IAS371: methods of abstraction

In my ever-present quest to gather some shreds of confidence and not be overwhelmed by the infinite possibilities of mark-making, I began by looking online at the "how to" of creating abstract art and found a literal ton of information related to methods and techniques but none of them went deep enough for me. They were mostly step by step guides separated from any internal process and it's the internal process of abstraction that interests me most.

So what are the deeper questions for me (as a beginner) in attempting to make abstract art?

What am I trying to express? Do I want to create emotional engagement? What's my concept? How personal do I want this to be? Is it even possible to create art (no matter how abstract) in a non-personal way? What specific elements am I attracted to in abstract art?

I enjoyed a few videos. Especially the one below about how to paint like Mark Rothko:

This video was helpful: Process of a painting: chaos precedes order. I liked seeing how the artist uses drawing and painting and removing and applying medium.

This article and video was great. It's a very cool idea... I could put on some grief-wracked music and draw blindfolded. I've never tried to draw music before. Could be fun.

- _Brief 1_
Why did the online "how to" guides in the post on methods of abstraction fall short for the writer?

- _Supplied data_
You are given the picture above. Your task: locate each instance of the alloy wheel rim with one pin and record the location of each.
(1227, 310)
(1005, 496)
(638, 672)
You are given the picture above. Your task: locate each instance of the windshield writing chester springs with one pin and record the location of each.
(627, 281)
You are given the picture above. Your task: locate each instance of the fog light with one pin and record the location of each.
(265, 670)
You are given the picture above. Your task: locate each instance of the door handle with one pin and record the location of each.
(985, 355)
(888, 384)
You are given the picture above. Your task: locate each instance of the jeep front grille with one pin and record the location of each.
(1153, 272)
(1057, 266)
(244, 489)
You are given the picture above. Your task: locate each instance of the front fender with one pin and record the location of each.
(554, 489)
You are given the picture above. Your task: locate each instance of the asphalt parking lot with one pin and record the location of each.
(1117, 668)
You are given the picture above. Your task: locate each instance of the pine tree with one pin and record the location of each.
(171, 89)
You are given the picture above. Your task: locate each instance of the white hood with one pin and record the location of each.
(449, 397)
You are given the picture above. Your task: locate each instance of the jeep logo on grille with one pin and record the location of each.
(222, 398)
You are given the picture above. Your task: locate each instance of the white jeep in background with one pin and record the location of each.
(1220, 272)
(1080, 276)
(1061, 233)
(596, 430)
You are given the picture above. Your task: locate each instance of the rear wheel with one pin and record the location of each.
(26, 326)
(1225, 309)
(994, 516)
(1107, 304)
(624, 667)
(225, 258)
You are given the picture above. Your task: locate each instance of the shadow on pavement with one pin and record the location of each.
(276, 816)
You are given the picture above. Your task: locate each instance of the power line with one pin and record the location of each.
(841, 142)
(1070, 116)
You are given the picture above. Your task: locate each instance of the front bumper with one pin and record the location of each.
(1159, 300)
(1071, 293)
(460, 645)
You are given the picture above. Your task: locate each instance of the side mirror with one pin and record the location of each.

- _Brief 2_
Give the entries, from their first line through the line holding "(1117, 668)" inclusive, as a Markdown table with the columns Row and Line, and leave out blank lines.

- _Finished answer 1_
They were mostly step-by-step guides cut off from any internal process. The writer is most interested in the internal process of abstraction, so none of them went deep enough.

- _Finished answer 2_
| Row | Line |
|---|---|
| 1 | You are given the picture above. Your task: locate each instance of the alloy wheel rim with one pin and record the location of each. |
| 2 | (1227, 310) |
| 3 | (1005, 496) |
| 4 | (638, 672) |
| 5 | You are given the picture above. Your task: locate each instance of the windshield writing chester springs with one pin and record the location of each. |
| 6 | (627, 281) |
| 7 | You are given the picture above. Your task: locate each instance of the fog light with one pin and record the location of each. |
| 8 | (265, 670) |
| 9 | You are given the picture above. Your task: locate each instance of the door handle with one pin and record the location of each. |
| 10 | (985, 355) |
| 11 | (888, 384) |
| 12 | You are given the picture above. Your task: locate each instance of the jeep front grille with one pin and record the location of each. |
| 13 | (1153, 272) |
| 14 | (1057, 266) |
| 15 | (244, 489) |
| 16 | You are given the picture above. Your task: locate each instance of the front fender with one pin and record the location of each. |
| 17 | (554, 489) |
| 18 | You are given the picture above. Your task: locate each instance of the asphalt parking lot with one pin and record the location of each. |
| 19 | (1117, 668) |